Bahasa merupakan alat pertukaran informasi, namun kadang kala informasi yang dituturkan olah komunikator memiliki maksud terselubung. Oleh karena itu setiap manusia harus dapat memahami maksud dan makna tuturan yang diucapkan oleh lawan tuturnya. Dalam hal ini tidak hanya sekedar mengerti apa yang telah diujarkan oleh si penutur tetapi juga konteks yang digunakan dalam ujaran tersebut. Kegiatan semacam ini akan dapat dianalisis dan dipelajari dengan pragmatik dalam kajian ilmu pragmatik juga dibahas tentang implikatur. Bahkan implikatur disebut-sebut sebagai penemuan yang mengagumkan dan mengesankan dalam kajian ilmu pragmatik. Hal ini patut dinilai kebenarannya karena pada penggunaan bahasa di kehidupan sehari-hari sering terjadi salah paham (misunderstanding) yang menyebabkan maksud dan informasi dari sebuah ujaran tidak tersampaikan dengan baik. Masalah–masalah seperti ini adalah kajian pragmatik yang sering terjadi di kehidupan sehari-hari. Dapat kita ketahui berapa banyak macam penggunaan bahasa yang bersifat implikatif seperti iklan, kolom-kolom di surat kabar, SMS, tindak tutur dalam telepon, bahkan tindak tutur yang terjadi secara langsung antara dua orang. Untuk memahami bentuk-bentuk bahasa yang implikatif perlu adanya pengajian dan analisis yang mendalam. Selain itu, dalam mengaji dan menganalisis memerlukan kepekaan dengan konteks yang melingkupi peristiwa kebahasaan itu.

■ Instruksi Tugas 1: Dalam teks tentang implikatur, implikatur disebut-sebut sebagai apa dalam kajian ilmu pragmatik?

■ Baris Masukan:
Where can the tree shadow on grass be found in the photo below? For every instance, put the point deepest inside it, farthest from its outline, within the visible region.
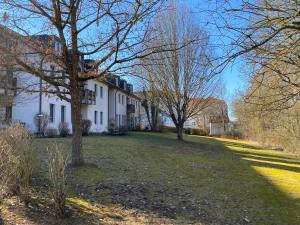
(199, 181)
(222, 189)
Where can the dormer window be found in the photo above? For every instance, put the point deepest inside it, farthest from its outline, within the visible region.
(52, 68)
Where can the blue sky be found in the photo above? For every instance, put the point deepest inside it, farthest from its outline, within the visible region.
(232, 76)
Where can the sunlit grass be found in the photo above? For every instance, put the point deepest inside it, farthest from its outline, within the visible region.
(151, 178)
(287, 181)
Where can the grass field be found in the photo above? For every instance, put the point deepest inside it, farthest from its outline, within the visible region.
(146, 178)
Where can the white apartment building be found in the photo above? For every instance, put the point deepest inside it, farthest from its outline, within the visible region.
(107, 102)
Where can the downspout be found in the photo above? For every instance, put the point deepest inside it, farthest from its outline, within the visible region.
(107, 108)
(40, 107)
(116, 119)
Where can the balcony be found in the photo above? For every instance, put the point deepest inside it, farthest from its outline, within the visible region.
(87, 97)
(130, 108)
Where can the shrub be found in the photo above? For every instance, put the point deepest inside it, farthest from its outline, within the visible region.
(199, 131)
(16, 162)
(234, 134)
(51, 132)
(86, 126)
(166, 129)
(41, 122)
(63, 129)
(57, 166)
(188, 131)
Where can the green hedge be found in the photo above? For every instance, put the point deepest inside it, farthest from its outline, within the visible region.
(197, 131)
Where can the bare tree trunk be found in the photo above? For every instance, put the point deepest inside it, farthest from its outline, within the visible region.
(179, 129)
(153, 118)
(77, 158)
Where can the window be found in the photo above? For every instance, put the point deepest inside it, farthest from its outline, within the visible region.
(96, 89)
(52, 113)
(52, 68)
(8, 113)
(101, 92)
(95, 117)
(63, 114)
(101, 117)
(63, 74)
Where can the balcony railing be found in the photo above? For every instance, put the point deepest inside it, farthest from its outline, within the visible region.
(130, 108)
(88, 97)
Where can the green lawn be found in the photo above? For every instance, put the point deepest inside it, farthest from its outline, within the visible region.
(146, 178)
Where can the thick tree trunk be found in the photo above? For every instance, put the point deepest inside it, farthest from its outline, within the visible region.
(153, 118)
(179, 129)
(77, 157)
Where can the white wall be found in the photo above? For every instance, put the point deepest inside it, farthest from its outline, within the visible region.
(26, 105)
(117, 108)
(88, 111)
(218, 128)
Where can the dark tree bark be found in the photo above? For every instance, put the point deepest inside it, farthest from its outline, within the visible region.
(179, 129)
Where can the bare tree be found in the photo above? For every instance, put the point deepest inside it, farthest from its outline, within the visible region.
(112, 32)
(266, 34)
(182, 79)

--

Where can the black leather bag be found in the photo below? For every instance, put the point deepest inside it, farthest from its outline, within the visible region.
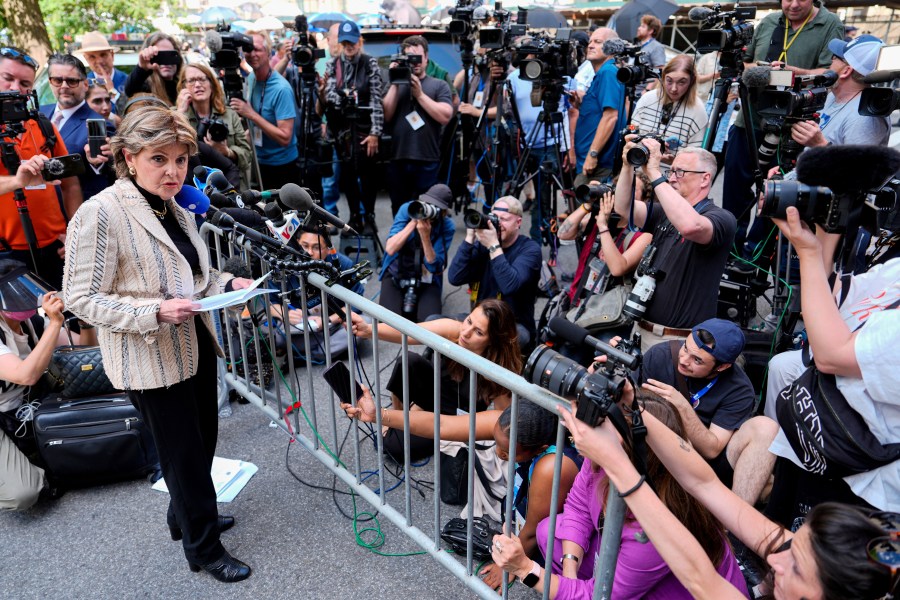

* * *

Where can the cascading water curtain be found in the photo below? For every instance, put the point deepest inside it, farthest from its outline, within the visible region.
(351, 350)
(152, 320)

■ Instruksi Tugas 2: Hitung berapa baris catatan yang memuat kata "white", lalu tuliskan angkanya saja.

■ Jawaban Tugas 1: Implikatur disebut-sebut sebagai penemuan yang mengagumkan dan mengesankan dalam kajian ilmu pragmatik.

■ Jawaban Tugas 2: 2